◆ **WORK ITEM A**:
Reproduce the passage on REDD+ safeguards from "The EU also stresses" up to and including "coherent with them.".
◆ **WORK ITEM B**:
In the passage on REDD+ safeguards, which project produced a video with Tetebba?

◆ **TEXT FOR ANALYSIS**:

════════════════

The EU also suggests that countries undertaking REDD+ should provide information on the positive impacts of their activities, including non-carbon benefits. On this issue, the Forest COMPASS project produced a video with Tetebba at the intersessional negotiations in Bonn earlier this year, to highlight the view of indigenous communities with respect to non-carbon benefits.
The EU also stresses the relationship between the REDD+ safeguards and the achievement of the CBD Aichi Targets, and asks that REDD+ strategies and plans be coherent with them.
The United States submission states that, while information should be submitted on all the safeguards, some dynamic safeguards, such as biodiversity impacts and stakeholder engagement, may be assessed more frequently than others. Reversals of REDD+ actions may be reported on alongside countries’ National Forest Monitoring System submissions, while changes to laws and policies may be reported on as they happen.

════════════════

(Spatial localization data)
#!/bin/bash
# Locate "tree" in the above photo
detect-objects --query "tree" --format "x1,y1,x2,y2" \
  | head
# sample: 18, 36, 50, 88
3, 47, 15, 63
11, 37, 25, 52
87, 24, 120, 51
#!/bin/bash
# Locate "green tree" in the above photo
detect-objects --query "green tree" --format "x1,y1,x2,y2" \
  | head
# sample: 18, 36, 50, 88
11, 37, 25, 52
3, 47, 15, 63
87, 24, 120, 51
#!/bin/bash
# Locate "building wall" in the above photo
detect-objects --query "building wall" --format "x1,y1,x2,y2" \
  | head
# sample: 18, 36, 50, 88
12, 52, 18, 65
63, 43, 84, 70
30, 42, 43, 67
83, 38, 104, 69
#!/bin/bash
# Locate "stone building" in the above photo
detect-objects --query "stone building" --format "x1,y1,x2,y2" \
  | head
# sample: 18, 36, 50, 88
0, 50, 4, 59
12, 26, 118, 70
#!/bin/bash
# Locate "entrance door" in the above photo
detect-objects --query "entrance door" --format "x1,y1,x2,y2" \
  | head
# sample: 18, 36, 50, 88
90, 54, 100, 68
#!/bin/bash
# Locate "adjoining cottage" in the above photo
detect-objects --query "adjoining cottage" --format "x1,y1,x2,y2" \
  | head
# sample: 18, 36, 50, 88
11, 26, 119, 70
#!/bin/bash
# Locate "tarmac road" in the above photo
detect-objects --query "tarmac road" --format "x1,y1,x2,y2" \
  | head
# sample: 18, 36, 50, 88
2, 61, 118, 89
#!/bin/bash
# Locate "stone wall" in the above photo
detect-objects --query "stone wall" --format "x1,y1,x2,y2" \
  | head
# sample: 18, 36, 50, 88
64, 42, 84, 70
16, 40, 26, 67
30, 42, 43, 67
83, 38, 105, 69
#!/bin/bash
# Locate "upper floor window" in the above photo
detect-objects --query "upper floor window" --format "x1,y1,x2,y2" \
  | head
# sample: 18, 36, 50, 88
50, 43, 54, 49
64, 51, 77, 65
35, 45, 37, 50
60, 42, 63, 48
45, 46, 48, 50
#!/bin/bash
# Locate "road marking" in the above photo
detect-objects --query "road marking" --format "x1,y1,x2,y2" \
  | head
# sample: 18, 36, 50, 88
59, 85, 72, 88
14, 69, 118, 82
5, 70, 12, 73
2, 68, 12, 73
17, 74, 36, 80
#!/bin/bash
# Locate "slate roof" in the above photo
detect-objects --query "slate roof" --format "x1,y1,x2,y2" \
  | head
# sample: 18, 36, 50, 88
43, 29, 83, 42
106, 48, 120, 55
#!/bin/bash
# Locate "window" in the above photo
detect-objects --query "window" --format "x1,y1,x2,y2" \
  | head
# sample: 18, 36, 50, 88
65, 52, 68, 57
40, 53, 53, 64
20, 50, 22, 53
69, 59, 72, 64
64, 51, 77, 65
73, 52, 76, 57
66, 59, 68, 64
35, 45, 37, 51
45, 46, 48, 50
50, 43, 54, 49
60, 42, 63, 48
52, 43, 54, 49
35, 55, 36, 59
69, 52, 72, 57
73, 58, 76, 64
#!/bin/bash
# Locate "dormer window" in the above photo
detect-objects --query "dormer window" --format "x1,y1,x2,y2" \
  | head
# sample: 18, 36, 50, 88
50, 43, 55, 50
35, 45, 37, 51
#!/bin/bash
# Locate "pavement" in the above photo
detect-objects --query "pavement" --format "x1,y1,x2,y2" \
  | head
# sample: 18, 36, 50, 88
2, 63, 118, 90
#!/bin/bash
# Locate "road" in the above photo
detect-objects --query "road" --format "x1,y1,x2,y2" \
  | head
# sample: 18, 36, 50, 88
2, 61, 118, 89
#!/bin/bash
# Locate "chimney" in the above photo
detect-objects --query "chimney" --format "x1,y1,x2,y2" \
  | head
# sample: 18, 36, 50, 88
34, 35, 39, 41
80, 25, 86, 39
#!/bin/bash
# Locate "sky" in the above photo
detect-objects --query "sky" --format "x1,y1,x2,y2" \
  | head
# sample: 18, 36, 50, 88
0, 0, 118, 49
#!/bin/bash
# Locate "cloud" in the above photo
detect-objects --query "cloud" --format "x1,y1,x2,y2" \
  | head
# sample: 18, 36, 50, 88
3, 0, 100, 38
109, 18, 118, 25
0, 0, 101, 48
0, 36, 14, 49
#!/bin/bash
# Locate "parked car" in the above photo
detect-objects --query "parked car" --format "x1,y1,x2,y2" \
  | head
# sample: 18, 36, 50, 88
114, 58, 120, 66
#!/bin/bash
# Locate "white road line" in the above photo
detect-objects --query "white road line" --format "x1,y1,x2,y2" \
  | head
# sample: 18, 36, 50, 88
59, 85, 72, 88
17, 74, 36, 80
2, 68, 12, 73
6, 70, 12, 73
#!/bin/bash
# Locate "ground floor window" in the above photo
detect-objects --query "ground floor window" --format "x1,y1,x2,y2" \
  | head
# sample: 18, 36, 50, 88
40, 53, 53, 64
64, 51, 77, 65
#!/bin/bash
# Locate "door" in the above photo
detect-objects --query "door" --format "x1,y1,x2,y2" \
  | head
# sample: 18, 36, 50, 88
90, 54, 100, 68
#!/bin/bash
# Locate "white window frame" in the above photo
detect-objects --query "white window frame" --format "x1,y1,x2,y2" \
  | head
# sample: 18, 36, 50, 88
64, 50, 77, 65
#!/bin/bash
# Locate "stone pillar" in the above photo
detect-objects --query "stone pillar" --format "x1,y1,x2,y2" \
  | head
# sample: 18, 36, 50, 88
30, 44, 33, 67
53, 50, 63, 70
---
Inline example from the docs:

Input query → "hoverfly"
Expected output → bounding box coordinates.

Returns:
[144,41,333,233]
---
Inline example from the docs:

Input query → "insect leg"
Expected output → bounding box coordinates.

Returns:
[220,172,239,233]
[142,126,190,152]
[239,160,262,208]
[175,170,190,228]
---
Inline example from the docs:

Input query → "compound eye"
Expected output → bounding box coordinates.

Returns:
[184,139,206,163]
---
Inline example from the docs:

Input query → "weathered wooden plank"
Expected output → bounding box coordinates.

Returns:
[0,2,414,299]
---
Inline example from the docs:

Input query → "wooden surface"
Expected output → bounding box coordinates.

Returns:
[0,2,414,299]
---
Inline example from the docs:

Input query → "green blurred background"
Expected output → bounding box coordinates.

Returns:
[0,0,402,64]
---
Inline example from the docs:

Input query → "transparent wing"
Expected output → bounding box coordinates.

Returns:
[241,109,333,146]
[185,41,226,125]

════════════════

◆ **ANSWER AREA A**:
The EU also stresses the relationship between the REDD+ safeguards and the achievement of the CBD Aichi Targets, and asks that REDD+ strategies and plans be coherent with them.

◆ **ANSWER AREA B**:
The Forest COMPASS project.